[Dataset entries]

____

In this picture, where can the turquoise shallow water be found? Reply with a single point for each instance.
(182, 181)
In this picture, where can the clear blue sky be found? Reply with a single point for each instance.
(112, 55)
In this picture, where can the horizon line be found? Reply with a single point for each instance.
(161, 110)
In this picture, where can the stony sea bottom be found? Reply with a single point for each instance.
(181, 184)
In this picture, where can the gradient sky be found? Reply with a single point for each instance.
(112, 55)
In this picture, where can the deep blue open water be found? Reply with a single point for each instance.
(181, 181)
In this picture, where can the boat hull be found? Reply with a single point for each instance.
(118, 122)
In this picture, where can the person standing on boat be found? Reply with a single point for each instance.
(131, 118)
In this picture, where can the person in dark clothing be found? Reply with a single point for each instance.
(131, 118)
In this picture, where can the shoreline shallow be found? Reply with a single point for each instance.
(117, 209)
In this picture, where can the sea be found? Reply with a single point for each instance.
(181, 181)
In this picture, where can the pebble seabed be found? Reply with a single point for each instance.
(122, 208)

____

ACTION ITEM - All of the data above needs to be transcribed verbatim.

WRITTEN SOLUTION -
In this picture, where can the turquoise shallow water be found? Reply with a single point for each instance.
(182, 181)
In this picture, where can the clear blue sky be found? Reply with a single point for each instance.
(112, 55)
In this picture, where can the horizon line be found? Reply with a single point for each instance.
(161, 110)
In this picture, where can the stony sea bottom be found? Reply with a single point for each instance.
(181, 184)
In this picture, where can the gradient sky be found? Reply with a single point for each instance.
(112, 55)
In this picture, where can the deep blue open water be found? Reply with a single point for each instance.
(181, 181)
In this picture, where can the boat hull be found? Reply with a single point for each instance.
(118, 122)
In this picture, where can the person standing on boat be found? Reply with a single point for each instance.
(131, 118)
In this picture, where can the person in dark clothing be found? Reply with a single point for each instance.
(131, 118)
In this picture, where can the shoreline shallow be found? Reply with a single point for each instance.
(117, 209)
In this picture, where can the sea be found? Reply with a single point for each instance.
(181, 181)
In this picture, where can the pebble seabed be found? Reply with a single point for each instance.
(122, 208)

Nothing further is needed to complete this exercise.